■ **JOB**: Please continue the article on money in House elections from its last sentence, in the same voice.

■ **EXTRACT**:
[start]

# Does Money Matter in House Elections?

## Nov. 05, 2017

Categories: 2018 Midterms Tags: 2018 midterms

This House midterm cycle has been notorious for its high price tag. The special election in Georgia’s sixth congressional district, which took place more than a year before election day 2018, has already broken campaign finance records — and the cycle isn’t even officially underway. But do donors who would have three dollar signs on Yelp actually hold sway over who gets a seat in Congress? Do challengers who out-raise their incumbent opponents actually perform better than challengers who don’t?

In this post, we will analyze campaign finance data and election returns from the 1970-2014 House elections to (1) compare recent fundraising benchmarks to past hauls and (2) determine whether money does have a significant effect on congressional races.

So let’s start with the obvious. How do Democrats compare to past cycles with the fundraising numbers they’re posting this time around?

## Democrats are Beating Fundraising Expectations for the 2018 Midterms

First and foremost, Democratic challengers are outspending the Republican incumbents in their districts. According to data compiled by political science professor Dr. Gary Jacobson and DailyKos (and supplemented by official returns from the Federal Elections Commission), Democratic challengers are spending about 40% of the total campaign finance dollars in Congressional districts with Republican incumbents. This represents a notable departure from past years when Democrats were spending an average of just 24% of campaign cash. This trend is depicted below:

Generally, this should be encouraging to Democrats who are trying to unseat Republicans. Especially those in competitive districts where they have, if not a good shot, at least a better shot of pulling off an unseat than they do elsewhere. According to Roll Call, 30% of Democratic House challengers in competitive districts raised more money than their incumbent Republican opponents (note that we’re using money raised, not spent, here). This includes districts currently represented by some vulnerable members of Congress such as John Culberson (R, TX-05) and Mike Coffman (R, CO-06), but it also includes many seats rated Likely Republican that are much less likely to place a Democrat in office. Other districts where Democrats need the cash are noticably dry.

[end]

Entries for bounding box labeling

[start]

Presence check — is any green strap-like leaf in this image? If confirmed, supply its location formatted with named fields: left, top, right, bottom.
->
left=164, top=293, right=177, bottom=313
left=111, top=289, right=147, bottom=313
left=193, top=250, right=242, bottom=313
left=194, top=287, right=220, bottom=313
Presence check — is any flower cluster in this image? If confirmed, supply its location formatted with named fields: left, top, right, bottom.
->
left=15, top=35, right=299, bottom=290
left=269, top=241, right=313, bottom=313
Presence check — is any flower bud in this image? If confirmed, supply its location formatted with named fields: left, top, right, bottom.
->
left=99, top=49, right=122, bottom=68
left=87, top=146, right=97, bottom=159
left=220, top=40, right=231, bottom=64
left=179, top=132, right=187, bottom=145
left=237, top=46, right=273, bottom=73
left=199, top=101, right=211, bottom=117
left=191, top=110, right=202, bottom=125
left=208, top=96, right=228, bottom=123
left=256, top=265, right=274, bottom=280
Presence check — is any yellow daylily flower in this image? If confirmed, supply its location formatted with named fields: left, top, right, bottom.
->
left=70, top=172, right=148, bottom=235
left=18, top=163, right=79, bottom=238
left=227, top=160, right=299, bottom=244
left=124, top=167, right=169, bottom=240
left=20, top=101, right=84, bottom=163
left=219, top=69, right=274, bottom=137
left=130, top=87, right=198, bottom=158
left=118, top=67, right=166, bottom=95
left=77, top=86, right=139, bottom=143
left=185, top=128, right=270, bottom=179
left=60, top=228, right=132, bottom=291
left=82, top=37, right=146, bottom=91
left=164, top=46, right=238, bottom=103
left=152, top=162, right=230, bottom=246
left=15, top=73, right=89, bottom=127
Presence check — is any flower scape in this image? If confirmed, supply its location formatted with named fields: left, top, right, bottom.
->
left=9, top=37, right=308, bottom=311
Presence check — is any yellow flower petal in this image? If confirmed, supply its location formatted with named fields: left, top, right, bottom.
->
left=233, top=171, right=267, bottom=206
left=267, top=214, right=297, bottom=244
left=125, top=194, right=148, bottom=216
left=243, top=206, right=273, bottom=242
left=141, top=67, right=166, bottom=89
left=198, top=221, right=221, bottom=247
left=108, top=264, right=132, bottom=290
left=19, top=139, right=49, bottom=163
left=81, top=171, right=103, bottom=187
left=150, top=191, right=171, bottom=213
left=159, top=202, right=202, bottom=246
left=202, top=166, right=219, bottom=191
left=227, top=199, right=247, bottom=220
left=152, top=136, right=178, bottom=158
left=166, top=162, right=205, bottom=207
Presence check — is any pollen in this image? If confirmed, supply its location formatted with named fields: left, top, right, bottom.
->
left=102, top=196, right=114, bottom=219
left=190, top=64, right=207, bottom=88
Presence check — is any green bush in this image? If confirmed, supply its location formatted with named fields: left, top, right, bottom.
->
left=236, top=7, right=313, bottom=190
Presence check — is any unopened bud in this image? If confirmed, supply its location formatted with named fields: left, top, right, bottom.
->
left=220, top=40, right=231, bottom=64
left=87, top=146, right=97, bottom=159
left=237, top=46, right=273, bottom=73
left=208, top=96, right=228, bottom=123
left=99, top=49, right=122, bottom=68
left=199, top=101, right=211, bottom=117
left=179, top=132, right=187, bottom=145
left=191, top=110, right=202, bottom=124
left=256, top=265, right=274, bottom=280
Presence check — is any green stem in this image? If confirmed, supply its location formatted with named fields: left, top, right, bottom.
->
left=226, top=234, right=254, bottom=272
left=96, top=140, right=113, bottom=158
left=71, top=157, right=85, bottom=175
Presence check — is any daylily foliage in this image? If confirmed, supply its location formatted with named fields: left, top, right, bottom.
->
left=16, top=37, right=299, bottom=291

[end]

■ **ANSWER TO THE PROBLEM**:
Nate Cohn of the New York Times Upshot noted this discrepancy a few weeks back. Cohn writes “Over all, there are 11 districts (out of the 50 districts that ought to be most competitive, by our estimates) where the Democrats don’t have a candidate who raised $100,000.” That is a bad sign for Democrats, Cohn concludes, because Democrats will need strong fundraisers to overcome the advantages their Republican opponents have in most of these districts. It also may be helpful for us to look at the difference in spending between Democratic challengers and Republican challengers over the years. This allows us to evaluate the viability of non-incumbent candidates in places where their success would deliver an additional seat for their party. By this metric, too, Democrats are in good shape. In fact, they are in the best shape they have ever been in, currently outspending Republican challengers by more than 4-to-1. (Of course, these numbers and proportions will change before election day 2018 — which is 366 days from now!) This being said, numbers are just numbers. What we really want to know is exactly how many challengers are spending more money than the incumbents in their districts. This year there are roughly 40 Democratic or Republican candidates outspending their competition. That’s a huge departure from recent history. Since 2000 the average number of incumbents outspent by candidates running to dethrone them was a measly 15. In recent years it has been even less. That makes this cycle’s performance by congressional hopefuls an extremely unlikely event. Their competitiveness is a more than 1-in-5,000 event — or, it will be, if the same spending ratios hold true through November of 2018. With these numbers in mind, we also see the beginnings of a pattern. By the looks of the previous two graphics, the most notable “wave” elections occurred when one party’s challengers largely outspent the other party’s. That’s what happened in 2006 when Democrats nearly tripled Republican spending and in 2010 when Republicans spent$150 million more than candidates on the left.

But there are some notable exceptions to this theory; in 2014, for example, Republicans picked up thirteen seats in the House, despite spending just $9M more than Democrats. And in 2016, Republicans spent only a quarter of the amount that Democrats spent but lost only six seats. We do see suggestions of a pattern here, but the relationship is rather noisy and doesn’t hold if we exclude 2010 and 2006 from our analysis. We may think that Democratic spending for the 2018 midterm hints at a blue wave, but this is tricky to find in the data. If this were a game of Clue we’d still need to know where Colonel Mustard hid the candlestick — though other data (like presidential approval, the generic congressional ballot, and special election results) definitely suggest that he did it in the conservatory. However, there’s an unanswered question staring us right in the face. Through our analysis thus far we have been forced to assume that campaign spending actually affects election outcomes. But.. What if the money spent by incumbents and challengers doesn’t actually matter? ## What’s the Value of Campaign Spending? Data for this section comes from political scientists Dr. Gary Jacobson at the University of California, San Diego and Carlos Algara at the University of California, Davis. Special thanks to Carlos for providing some much-needed background on the research around campaign spending. Could it be that House elections have such a strong relationship with other factors — like the partisanship of a district, the incumbent’s previous vote share there, the different qualities and characteristics of the candidates, etc. — that campaign spending simply doesn’t matter? That an extra$100,000 spent by the challenger won’t really buy them an extra percentage point of the vote? To answer simply: probably. There are a few ways we can go about testing this hypothesis.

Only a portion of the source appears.